**TEXT EXCERPT:**
# As Seen on TV Cat Bed



## reprot (Nov 11, 2004)

Saw a commercial the other day about this *sunnyseat*.com Not very good about linking, sorry folks. So far I can not find a review. Wondering if it's junk.


----------



## OctoberinMaine (Sep 12, 2006)

I don't think I'd trust those to hang off the window like that. From my experience, the cat beds or tables that have the best chance of being used are solid with hard surfaces so the cat feels secure on them. My one and only hammock type bed, for example, went unused completely.


----------



## MowMow (Nov 6, 2010)

Wow, I really like that idea. I wonder how well it works. I like the idea of getting 3 or 4 and so he can climb up (if you have the window space). I'm very c urious to see if anyones tried it and found it's safe.


----------



## dweamgoil (Feb 3, 2010)

I LOVE the idea, not sure the execution is the best. I tried looking for reviews too and didn't find anything so I decided against it. I learned from the Emery Boards I had to end up tossing out.


----------



## MowMow (Nov 6, 2010)

I'm thinking of my mom's sunporch.  It would be a cat haven for Mow if I have to move back east to live with her. Heated tile floor and 3 walls of windows. To set those up all the way around at staggered heights would be wicked for him. Especially since it's a game preserve and he can spend all day watching wildlife.

**INFORMATION SHOWN:**

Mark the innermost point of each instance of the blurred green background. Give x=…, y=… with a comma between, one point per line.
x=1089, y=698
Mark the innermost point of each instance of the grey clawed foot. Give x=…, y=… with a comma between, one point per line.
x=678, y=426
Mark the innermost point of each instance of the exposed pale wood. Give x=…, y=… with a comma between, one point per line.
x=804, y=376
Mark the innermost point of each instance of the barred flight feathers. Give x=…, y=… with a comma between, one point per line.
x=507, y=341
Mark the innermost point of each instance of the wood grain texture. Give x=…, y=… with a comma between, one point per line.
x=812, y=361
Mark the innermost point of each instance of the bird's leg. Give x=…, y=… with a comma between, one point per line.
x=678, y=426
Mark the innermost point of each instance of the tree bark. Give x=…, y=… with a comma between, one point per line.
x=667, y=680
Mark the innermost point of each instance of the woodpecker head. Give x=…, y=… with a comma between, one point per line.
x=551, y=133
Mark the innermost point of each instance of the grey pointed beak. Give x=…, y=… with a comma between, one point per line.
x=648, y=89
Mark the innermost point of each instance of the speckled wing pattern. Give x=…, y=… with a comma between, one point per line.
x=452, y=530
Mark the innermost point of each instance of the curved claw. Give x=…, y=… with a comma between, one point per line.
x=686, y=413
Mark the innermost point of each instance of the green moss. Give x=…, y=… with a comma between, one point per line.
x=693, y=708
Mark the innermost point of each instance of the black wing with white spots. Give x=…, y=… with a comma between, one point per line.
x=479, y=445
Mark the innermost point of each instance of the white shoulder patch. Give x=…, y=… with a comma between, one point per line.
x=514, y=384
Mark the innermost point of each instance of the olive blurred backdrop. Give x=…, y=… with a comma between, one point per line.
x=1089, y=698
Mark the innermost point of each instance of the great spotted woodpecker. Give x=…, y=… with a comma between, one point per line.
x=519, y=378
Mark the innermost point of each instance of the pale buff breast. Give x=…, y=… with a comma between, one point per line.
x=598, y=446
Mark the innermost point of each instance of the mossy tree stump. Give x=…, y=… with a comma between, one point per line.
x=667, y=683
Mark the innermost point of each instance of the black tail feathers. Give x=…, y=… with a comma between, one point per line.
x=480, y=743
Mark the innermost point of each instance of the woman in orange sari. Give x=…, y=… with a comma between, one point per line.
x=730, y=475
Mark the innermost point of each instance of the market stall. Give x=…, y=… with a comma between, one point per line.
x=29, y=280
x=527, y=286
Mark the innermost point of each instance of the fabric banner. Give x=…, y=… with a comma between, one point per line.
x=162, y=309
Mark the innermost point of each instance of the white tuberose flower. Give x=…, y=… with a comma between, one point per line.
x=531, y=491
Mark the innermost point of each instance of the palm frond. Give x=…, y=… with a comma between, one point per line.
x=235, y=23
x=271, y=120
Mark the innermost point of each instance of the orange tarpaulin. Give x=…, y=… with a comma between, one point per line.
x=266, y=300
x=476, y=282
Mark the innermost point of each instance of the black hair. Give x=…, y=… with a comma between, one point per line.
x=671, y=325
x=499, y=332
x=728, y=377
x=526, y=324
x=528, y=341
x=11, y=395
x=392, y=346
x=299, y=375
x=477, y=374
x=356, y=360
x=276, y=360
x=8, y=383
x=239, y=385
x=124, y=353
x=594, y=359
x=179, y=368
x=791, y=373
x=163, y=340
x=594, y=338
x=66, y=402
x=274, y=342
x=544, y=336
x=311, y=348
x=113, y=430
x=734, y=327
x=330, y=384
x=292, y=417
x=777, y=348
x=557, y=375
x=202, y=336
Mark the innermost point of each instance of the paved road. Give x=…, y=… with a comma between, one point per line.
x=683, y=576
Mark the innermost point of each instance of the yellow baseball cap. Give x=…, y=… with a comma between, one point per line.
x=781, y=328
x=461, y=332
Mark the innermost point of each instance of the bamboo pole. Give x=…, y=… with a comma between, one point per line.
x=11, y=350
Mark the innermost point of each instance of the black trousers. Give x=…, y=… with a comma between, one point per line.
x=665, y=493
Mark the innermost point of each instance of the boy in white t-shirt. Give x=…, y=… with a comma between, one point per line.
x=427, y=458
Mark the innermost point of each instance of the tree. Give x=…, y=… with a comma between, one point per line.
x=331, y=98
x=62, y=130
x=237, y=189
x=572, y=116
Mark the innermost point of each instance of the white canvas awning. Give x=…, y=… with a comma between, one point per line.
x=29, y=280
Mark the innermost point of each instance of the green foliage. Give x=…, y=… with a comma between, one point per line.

**TASKS FOR THIS EXERCISE:**
[A] In the cat bed forum thread, what kind of bed did OctoberinMaine say went completely unused?
[B] Rewrite the cat bed forum thread starting at "I LOVE the idea, not" and ending at "day watching wildlife.", substituting "birds" for "wildlife".
[C] Pick up the cat bed forum thread after its last post and continue it.

**OUTPUTS:**
[A] A hammock type bed.

[B]
I LOVE the idea, not sure the execution is the best. I tried looking for reviews too and didn't find anything so I decided against it. I learned from the Emery Boards I had to end up tossing out.


----------



## MowMow (Nov 6, 2010)

I'm thinking of my mom's sunporch.  It would be a cat haven for Mow if I have to move back east to live with her. Heated tile floor and 3 walls of windows. To set those up all the way around at staggered heights would be wicked for him. Especially since it's a game preserve and he can spend all day watching birds.

[C]
----------



## Carmel (Nov 23, 2010)

I sounds like it must be very new not to have any reviews online.

I looked around and found this: Sunny Seat: Infomercial Review

However I also read a comment on another site saying: _I didn't make it past the part where it mounts to glass windows or doors using "industrial strength suction cups." Most DRTV products solve a problem. This one could actually create one._

And I couldn't agree more. Suction cups? Really? With _my_ huge cat? How long until they fall off the window? Possibly hurt the cat? Or something might even happen to the window with all that weight on it! This idea sounds like a disaster to me.

If you want the cat in the window, I suggest making the ledge a little bigger for them to sit on, something safe like that.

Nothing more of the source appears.